- ROWS:
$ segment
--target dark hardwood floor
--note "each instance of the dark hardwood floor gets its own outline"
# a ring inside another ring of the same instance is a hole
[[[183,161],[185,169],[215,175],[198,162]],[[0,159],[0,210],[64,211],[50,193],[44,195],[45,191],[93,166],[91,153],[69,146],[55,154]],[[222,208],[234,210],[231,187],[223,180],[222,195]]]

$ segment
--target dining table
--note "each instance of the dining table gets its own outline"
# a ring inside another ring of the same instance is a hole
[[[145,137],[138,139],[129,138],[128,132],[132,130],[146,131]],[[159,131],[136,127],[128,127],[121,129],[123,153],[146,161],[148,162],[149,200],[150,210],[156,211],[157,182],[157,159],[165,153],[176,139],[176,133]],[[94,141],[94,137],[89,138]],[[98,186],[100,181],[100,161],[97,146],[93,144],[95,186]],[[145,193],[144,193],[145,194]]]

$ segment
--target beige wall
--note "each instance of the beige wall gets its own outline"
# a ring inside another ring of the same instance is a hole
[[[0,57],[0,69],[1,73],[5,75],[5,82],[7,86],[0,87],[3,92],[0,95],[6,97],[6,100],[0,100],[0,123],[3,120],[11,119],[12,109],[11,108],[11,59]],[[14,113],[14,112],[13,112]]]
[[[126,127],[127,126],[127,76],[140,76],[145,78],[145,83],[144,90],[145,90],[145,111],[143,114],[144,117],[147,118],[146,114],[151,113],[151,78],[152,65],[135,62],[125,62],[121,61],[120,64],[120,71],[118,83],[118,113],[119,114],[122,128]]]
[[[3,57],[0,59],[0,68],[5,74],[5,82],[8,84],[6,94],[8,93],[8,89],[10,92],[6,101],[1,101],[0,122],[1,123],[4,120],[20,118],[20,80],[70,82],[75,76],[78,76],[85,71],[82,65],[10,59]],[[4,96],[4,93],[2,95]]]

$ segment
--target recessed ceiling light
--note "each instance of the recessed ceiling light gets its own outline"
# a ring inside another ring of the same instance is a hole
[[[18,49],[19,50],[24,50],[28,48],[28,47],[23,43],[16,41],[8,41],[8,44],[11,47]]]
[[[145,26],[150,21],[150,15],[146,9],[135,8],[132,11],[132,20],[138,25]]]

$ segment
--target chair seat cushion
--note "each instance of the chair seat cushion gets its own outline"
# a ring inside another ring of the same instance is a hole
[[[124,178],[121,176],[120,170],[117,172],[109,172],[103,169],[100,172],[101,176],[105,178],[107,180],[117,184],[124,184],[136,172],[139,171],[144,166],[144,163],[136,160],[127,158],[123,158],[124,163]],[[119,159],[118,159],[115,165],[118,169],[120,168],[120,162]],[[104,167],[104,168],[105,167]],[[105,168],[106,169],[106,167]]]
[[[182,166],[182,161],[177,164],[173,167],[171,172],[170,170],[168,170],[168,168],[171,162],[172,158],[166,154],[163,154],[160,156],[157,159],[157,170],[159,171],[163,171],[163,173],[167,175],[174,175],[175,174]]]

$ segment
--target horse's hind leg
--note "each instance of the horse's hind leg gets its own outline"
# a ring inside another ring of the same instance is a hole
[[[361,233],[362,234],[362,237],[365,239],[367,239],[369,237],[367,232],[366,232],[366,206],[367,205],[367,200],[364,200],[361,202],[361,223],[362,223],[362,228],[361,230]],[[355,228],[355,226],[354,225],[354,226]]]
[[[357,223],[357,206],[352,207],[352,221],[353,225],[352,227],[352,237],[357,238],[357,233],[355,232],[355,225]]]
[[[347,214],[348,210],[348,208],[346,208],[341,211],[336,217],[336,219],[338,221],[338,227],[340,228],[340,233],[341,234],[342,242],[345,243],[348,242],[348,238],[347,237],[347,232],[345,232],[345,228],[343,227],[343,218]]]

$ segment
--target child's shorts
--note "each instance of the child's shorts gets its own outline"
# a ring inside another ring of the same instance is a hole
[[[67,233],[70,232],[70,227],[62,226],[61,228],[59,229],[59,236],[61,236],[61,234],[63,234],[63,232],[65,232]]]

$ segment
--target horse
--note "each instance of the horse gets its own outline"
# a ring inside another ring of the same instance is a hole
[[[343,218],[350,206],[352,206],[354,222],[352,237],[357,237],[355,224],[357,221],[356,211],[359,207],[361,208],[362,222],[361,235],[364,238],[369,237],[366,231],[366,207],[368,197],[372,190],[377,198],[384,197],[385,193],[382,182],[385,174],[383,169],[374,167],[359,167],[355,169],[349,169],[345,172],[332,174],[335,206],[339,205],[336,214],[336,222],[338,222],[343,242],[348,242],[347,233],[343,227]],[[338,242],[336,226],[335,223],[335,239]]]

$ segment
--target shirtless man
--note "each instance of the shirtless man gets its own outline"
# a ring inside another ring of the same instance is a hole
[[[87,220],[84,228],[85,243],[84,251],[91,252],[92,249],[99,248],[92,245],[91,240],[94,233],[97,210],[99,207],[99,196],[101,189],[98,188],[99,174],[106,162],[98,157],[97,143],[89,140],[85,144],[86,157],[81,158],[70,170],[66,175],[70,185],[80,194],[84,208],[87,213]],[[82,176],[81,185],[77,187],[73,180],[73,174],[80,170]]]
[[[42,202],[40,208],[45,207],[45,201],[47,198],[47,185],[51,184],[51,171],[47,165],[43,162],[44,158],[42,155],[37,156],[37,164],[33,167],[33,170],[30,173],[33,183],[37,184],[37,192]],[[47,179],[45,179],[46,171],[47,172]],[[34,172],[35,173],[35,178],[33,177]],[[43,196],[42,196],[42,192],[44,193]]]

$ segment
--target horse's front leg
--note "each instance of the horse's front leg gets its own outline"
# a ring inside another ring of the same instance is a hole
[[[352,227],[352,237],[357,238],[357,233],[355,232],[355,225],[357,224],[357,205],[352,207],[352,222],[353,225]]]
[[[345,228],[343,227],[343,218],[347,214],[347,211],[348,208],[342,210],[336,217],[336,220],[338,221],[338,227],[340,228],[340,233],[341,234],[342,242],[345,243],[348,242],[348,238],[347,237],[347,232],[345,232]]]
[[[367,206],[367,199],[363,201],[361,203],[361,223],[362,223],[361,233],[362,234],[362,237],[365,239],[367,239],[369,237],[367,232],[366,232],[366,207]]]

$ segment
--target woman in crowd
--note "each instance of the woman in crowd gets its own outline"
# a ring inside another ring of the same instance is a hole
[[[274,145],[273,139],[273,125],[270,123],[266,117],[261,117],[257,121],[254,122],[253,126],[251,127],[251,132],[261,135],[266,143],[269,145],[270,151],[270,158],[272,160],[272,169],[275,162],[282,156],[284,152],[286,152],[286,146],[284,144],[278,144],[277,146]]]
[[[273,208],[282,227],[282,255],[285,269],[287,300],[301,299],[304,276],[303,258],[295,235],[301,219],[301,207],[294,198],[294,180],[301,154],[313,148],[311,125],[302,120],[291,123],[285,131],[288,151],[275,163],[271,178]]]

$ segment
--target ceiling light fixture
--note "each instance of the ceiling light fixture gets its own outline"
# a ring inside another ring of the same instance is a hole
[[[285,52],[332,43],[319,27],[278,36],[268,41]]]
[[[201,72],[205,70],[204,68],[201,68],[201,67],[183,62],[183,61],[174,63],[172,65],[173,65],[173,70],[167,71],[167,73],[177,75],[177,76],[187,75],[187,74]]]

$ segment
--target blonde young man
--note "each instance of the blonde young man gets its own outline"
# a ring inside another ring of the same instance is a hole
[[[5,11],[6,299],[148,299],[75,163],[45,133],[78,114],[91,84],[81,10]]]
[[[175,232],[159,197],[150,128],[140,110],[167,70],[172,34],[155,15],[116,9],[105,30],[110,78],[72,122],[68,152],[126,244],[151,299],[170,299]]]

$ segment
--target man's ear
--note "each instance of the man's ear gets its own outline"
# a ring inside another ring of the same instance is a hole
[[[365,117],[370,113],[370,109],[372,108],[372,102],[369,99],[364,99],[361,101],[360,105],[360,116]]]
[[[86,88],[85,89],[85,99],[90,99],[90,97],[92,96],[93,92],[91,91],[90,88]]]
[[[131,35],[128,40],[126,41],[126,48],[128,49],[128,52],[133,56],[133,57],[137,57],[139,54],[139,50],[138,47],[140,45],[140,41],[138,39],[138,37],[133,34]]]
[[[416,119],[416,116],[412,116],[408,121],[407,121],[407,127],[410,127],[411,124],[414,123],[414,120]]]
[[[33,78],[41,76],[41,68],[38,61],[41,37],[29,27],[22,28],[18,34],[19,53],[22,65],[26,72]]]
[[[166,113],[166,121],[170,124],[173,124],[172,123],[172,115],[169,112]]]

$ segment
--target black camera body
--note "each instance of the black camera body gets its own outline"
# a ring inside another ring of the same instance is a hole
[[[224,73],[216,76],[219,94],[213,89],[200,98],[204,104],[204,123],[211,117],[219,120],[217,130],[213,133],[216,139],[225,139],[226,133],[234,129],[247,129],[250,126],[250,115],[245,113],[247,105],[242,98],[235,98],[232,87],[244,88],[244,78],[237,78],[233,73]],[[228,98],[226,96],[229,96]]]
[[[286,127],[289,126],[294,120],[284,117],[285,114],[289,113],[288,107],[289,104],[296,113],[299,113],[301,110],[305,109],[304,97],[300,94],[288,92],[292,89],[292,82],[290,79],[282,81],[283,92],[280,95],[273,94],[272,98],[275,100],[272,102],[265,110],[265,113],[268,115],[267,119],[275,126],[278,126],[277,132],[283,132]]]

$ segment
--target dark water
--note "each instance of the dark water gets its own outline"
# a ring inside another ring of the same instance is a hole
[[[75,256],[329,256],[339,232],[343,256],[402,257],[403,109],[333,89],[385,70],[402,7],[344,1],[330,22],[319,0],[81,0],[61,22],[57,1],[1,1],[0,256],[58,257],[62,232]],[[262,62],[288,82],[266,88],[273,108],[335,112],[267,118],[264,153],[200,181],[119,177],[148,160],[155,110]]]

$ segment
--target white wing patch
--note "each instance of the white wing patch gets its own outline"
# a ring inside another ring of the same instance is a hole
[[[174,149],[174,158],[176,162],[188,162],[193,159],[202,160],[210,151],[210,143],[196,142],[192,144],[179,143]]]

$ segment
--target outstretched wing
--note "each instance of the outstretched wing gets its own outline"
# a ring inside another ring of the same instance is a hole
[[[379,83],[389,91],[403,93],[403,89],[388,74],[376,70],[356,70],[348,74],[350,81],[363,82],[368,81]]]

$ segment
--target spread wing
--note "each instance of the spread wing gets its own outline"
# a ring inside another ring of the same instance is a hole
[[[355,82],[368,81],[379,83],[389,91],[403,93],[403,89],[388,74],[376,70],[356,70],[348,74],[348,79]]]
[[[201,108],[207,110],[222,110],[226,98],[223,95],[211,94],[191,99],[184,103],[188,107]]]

- WORK REQUIRED: Please collect each line of the listing above that contains the word "hardwood".

- OUTPUT:
--target dark hardwood floor
--note "each instance of the dark hardwood floor gets its own outline"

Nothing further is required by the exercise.